-- START DATASET RECORDS --

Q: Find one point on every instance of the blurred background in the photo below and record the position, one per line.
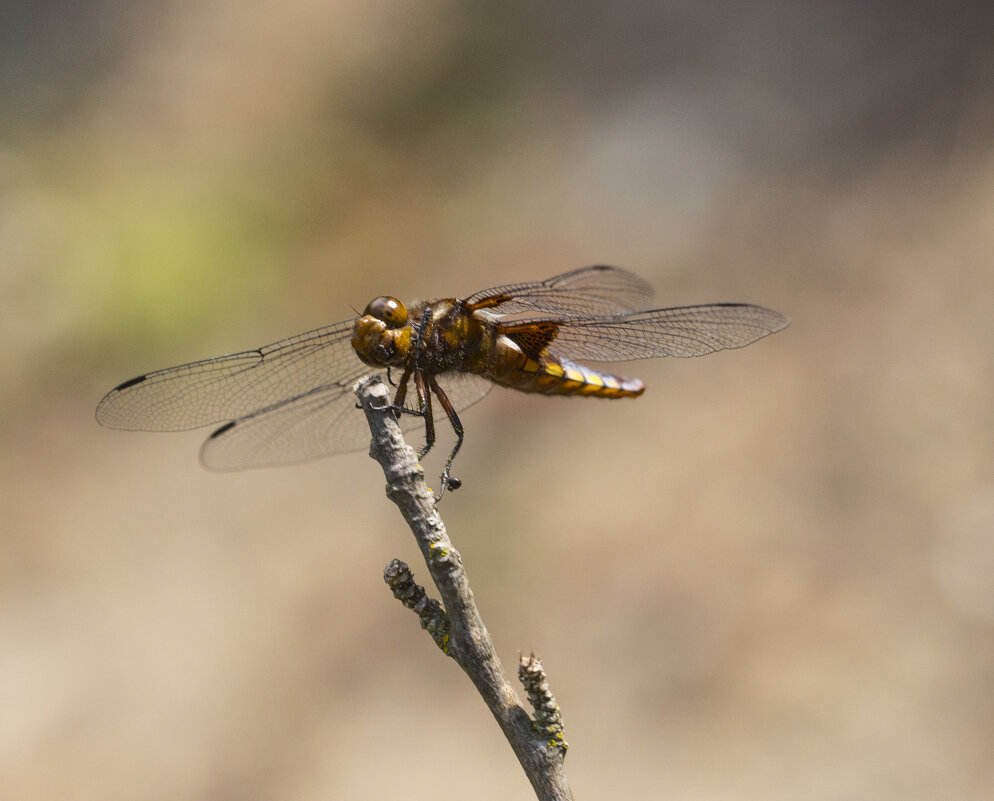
(768, 578)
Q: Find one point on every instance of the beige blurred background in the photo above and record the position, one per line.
(772, 577)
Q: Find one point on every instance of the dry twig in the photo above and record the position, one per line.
(455, 625)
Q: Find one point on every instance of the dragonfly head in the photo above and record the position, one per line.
(382, 336)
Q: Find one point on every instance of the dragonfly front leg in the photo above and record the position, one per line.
(424, 408)
(447, 480)
(398, 399)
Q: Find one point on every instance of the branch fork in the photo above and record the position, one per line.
(454, 623)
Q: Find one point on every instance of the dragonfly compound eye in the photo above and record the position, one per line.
(389, 310)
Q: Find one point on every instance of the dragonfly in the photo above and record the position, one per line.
(292, 401)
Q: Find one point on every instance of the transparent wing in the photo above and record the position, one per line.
(230, 387)
(322, 422)
(682, 331)
(587, 292)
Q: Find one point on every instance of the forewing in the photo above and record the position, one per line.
(231, 387)
(682, 331)
(587, 292)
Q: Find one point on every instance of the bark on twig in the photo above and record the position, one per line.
(456, 625)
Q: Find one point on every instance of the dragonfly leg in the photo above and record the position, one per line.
(398, 399)
(447, 480)
(424, 408)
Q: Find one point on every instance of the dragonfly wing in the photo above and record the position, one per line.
(587, 292)
(682, 331)
(231, 387)
(464, 389)
(322, 422)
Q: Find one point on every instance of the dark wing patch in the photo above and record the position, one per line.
(587, 292)
(532, 337)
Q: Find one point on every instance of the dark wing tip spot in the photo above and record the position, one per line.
(130, 383)
(222, 429)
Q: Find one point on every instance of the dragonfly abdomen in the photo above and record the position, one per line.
(552, 376)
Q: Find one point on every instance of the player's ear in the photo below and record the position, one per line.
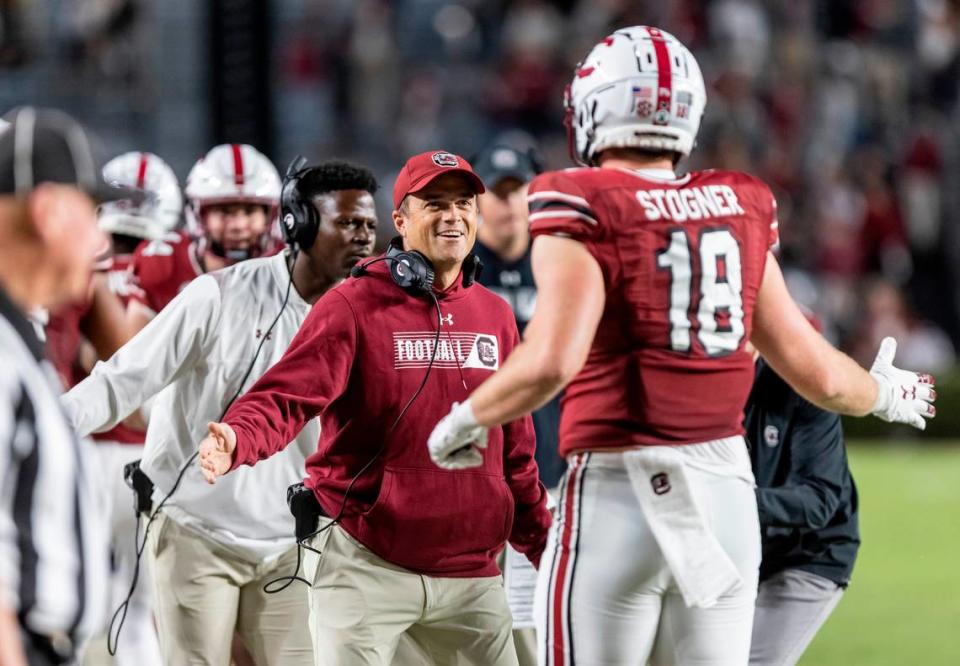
(400, 222)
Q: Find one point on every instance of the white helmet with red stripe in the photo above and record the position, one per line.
(231, 173)
(160, 210)
(638, 88)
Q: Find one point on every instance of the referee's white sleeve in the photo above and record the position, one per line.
(9, 553)
(173, 341)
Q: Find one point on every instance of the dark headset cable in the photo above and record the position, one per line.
(140, 545)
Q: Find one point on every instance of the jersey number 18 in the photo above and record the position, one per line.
(710, 302)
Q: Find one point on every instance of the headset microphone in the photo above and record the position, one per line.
(358, 270)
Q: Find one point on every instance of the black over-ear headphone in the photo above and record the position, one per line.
(412, 271)
(299, 219)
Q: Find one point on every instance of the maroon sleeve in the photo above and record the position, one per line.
(560, 207)
(531, 518)
(314, 371)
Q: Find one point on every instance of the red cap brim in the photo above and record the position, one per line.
(423, 181)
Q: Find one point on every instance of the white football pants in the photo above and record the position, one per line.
(606, 596)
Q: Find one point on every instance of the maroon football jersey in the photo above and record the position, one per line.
(682, 261)
(63, 341)
(161, 268)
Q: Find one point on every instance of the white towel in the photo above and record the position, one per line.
(699, 564)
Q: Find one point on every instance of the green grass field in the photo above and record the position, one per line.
(903, 605)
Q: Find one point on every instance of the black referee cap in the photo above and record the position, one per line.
(47, 146)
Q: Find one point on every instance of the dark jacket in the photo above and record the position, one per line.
(360, 355)
(806, 497)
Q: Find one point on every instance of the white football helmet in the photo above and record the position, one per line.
(638, 88)
(232, 173)
(159, 212)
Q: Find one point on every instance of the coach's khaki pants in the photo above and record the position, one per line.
(362, 608)
(204, 592)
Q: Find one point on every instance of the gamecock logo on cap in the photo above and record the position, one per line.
(445, 159)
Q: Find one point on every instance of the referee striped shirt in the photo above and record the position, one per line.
(53, 540)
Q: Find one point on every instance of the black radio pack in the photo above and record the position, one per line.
(305, 508)
(141, 485)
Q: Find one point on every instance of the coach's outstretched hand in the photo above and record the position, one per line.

-- END DATASET RECORDS --

Please quote exactly the lines from the one containing "Q: Find one point on every instance of the black referee" through the last line of the records above, both included, and nothing else.

• COMPLETE ANSWER:
Q: Find one point on every instance of the black referee cap in the photo above and record the position, one per line.
(47, 146)
Q: Find one point on every instance of the dark jacket in the photo above and record the position, one per line.
(360, 355)
(806, 497)
Q: Find one point on every instance of the white football helmet in the photo above and record the position, one per line.
(638, 88)
(232, 173)
(159, 212)
Q: Find one point on every instance of the coach's khaki pants in the photo above and record the position, one per line.
(362, 608)
(204, 592)
Q: Find one point on every instance of the gamecock logo on cap in the photo above and record the position, one per line.
(445, 159)
Q: Find one point on every instance of the referee striped shirt in the photo above and record the position, one per line.
(53, 540)
Q: Find one point on every instance of the black radio pack in the photo above and record the position, one per line.
(305, 508)
(141, 485)
Q: Find one point on every instance of the coach's outstretched hand in the photo above and record the position, one per line.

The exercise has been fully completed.